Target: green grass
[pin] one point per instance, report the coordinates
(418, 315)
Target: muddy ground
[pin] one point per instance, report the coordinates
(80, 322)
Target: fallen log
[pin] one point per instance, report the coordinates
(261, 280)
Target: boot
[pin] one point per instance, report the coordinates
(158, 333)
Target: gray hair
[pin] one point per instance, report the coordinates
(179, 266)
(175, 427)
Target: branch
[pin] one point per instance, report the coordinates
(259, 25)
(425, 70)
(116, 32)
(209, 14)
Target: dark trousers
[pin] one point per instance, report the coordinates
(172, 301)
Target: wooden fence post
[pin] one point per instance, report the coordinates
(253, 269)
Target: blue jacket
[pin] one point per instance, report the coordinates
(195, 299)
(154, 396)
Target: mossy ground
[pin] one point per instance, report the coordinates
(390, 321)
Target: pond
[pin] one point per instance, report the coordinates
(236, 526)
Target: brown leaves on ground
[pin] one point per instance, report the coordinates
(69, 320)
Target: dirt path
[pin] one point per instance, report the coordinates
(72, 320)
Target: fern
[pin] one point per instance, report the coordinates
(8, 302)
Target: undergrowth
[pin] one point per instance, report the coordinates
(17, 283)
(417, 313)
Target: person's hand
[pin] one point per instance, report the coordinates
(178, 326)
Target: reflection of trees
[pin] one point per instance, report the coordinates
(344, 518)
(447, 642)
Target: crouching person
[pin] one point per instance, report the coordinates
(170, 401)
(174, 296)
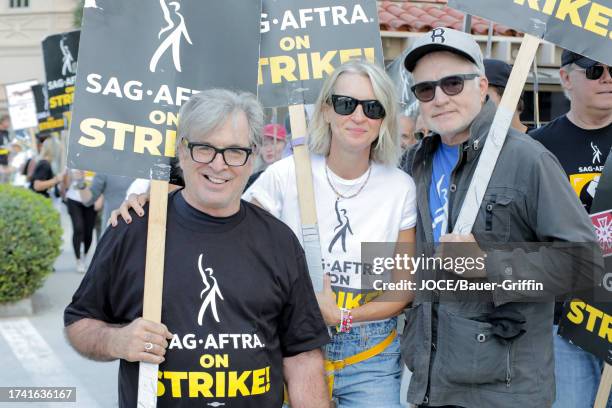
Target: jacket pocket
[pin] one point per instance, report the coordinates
(493, 222)
(409, 342)
(470, 354)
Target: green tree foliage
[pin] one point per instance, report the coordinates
(30, 240)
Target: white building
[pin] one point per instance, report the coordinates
(23, 26)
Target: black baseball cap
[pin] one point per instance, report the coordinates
(444, 39)
(569, 57)
(497, 72)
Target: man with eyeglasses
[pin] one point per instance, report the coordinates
(581, 140)
(239, 313)
(491, 351)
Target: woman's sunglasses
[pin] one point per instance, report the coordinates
(451, 85)
(345, 105)
(595, 72)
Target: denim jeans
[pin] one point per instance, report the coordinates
(577, 375)
(374, 382)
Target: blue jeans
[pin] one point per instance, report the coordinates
(577, 375)
(374, 382)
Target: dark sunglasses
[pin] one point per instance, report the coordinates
(451, 85)
(205, 153)
(595, 72)
(345, 105)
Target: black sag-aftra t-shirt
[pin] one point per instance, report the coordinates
(237, 297)
(582, 154)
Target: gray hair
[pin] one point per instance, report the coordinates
(208, 110)
(386, 149)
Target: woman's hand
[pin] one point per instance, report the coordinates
(327, 303)
(134, 201)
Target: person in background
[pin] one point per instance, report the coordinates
(4, 149)
(354, 147)
(43, 177)
(271, 150)
(407, 130)
(82, 215)
(112, 187)
(498, 73)
(581, 140)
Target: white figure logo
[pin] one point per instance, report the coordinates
(67, 59)
(209, 293)
(596, 153)
(173, 39)
(441, 214)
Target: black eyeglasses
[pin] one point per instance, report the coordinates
(451, 85)
(205, 153)
(595, 72)
(345, 105)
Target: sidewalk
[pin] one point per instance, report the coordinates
(34, 351)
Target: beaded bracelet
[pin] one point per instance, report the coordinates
(346, 321)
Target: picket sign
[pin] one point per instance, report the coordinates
(306, 197)
(497, 135)
(153, 286)
(604, 387)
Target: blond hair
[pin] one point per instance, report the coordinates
(386, 149)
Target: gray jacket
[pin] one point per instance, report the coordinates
(451, 351)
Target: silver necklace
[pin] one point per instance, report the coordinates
(339, 196)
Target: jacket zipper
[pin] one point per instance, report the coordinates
(508, 367)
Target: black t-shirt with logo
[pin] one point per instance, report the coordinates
(582, 154)
(237, 297)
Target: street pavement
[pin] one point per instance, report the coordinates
(34, 351)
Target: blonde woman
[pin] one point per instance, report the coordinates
(361, 196)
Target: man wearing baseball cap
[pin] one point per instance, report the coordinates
(495, 352)
(581, 140)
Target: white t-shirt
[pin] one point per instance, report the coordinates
(385, 206)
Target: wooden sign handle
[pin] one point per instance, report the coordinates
(306, 197)
(497, 136)
(153, 287)
(603, 392)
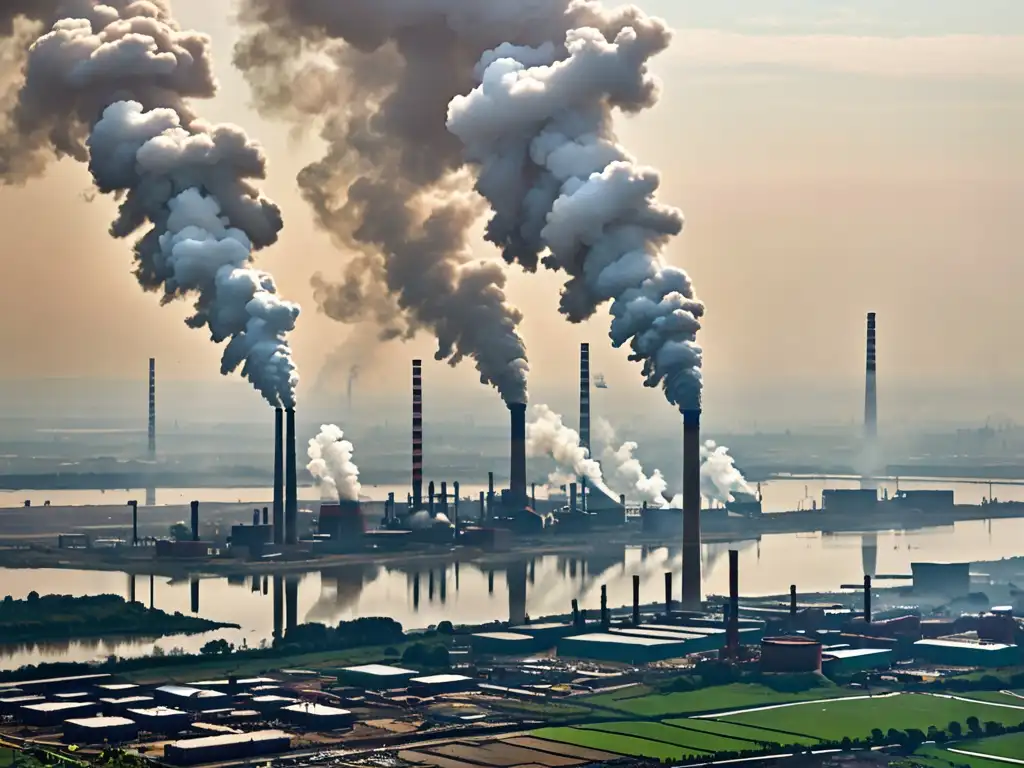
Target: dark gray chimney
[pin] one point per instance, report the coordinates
(291, 481)
(279, 475)
(692, 592)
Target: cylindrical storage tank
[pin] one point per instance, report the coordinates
(791, 654)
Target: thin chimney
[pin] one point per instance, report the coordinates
(417, 434)
(692, 592)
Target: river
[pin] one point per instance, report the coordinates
(468, 592)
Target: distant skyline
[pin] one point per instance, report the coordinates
(832, 158)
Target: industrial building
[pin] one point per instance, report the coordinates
(99, 730)
(227, 747)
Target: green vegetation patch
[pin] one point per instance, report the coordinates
(718, 698)
(856, 718)
(669, 734)
(743, 732)
(615, 742)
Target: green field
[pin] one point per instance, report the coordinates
(856, 718)
(614, 742)
(744, 732)
(720, 698)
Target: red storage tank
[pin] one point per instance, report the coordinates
(791, 654)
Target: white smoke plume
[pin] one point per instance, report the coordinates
(332, 466)
(547, 435)
(110, 83)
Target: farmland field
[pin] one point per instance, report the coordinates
(615, 742)
(834, 720)
(719, 698)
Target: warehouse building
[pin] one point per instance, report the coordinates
(54, 713)
(317, 717)
(605, 646)
(161, 719)
(99, 730)
(433, 685)
(963, 653)
(227, 747)
(375, 677)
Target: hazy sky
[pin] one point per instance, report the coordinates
(832, 158)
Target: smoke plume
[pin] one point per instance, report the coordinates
(110, 84)
(377, 76)
(332, 466)
(547, 435)
(539, 129)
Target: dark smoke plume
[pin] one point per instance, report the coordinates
(378, 76)
(110, 84)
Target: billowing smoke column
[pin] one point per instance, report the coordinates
(378, 76)
(110, 83)
(332, 466)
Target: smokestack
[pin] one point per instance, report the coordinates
(134, 522)
(867, 598)
(417, 434)
(733, 629)
(870, 409)
(636, 599)
(691, 510)
(291, 481)
(153, 409)
(517, 464)
(585, 396)
(279, 475)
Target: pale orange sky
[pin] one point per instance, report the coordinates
(824, 171)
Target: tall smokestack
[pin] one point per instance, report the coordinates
(691, 510)
(195, 520)
(517, 464)
(417, 434)
(870, 410)
(585, 395)
(153, 409)
(279, 475)
(291, 481)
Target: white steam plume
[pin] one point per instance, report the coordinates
(539, 129)
(110, 83)
(331, 464)
(547, 435)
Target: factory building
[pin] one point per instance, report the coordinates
(964, 653)
(229, 747)
(99, 730)
(791, 654)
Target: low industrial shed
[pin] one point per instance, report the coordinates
(227, 747)
(317, 717)
(161, 719)
(98, 730)
(431, 685)
(957, 653)
(604, 646)
(54, 713)
(375, 676)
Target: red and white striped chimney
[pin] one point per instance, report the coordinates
(417, 434)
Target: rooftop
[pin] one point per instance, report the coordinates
(379, 669)
(101, 722)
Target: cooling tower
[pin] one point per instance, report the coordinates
(279, 475)
(417, 434)
(585, 395)
(291, 481)
(691, 510)
(153, 409)
(517, 463)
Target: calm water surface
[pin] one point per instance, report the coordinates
(470, 593)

------------------------------------------------------------------------

What is required: Output the line that contains "Target: hazy sky", followed by every later line in the listing, with no line omitted and none added.

Response for this exercise:
Target: hazy sky
[pin] one point per instance, report the coordinates
(832, 158)
Target: smoke plume
[pin] one point per instance, report the coordinates
(110, 84)
(377, 76)
(332, 466)
(547, 435)
(539, 129)
Target: dark smoke plume
[pin] one point per instance, report the coordinates
(378, 76)
(110, 84)
Target: billowing smoke column
[pin] one point per instance, report the coordinates
(378, 76)
(110, 83)
(332, 466)
Target: smokestack
[pin] one point per instance, report the coordinates
(134, 522)
(867, 598)
(417, 434)
(733, 629)
(870, 409)
(636, 599)
(691, 510)
(291, 481)
(153, 409)
(517, 464)
(585, 396)
(279, 475)
Target: pale orange sky
[pin] one point per instance, report the coordinates
(824, 171)
Target: tall smokestack
[pin] one point per instance, report the coordinates
(691, 510)
(195, 520)
(517, 464)
(417, 434)
(870, 410)
(585, 395)
(153, 409)
(279, 475)
(291, 481)
Target: white steam plume
[pin] one point per instance, report the coordinates
(539, 129)
(110, 83)
(331, 464)
(547, 435)
Target: factory building
[pin] one point per instance, report the coordinates
(964, 653)
(229, 747)
(99, 730)
(791, 654)
Target: low industrial shed
[pin] one point per instance, report the coordinates
(227, 747)
(317, 717)
(161, 719)
(98, 730)
(431, 685)
(957, 653)
(604, 646)
(54, 713)
(375, 676)
Target: red and white striped chimney
[pin] one point per instance, report the coordinates
(417, 434)
Target: rooftop
[pin] one point per instance, report the coordinates
(379, 669)
(101, 722)
Target: cooling tower
[pin] one point per instance, report the coordinates
(279, 475)
(417, 434)
(585, 395)
(291, 481)
(691, 510)
(153, 409)
(517, 463)
Target: calm water surface
[pin] one point per instance, report the coordinates
(470, 593)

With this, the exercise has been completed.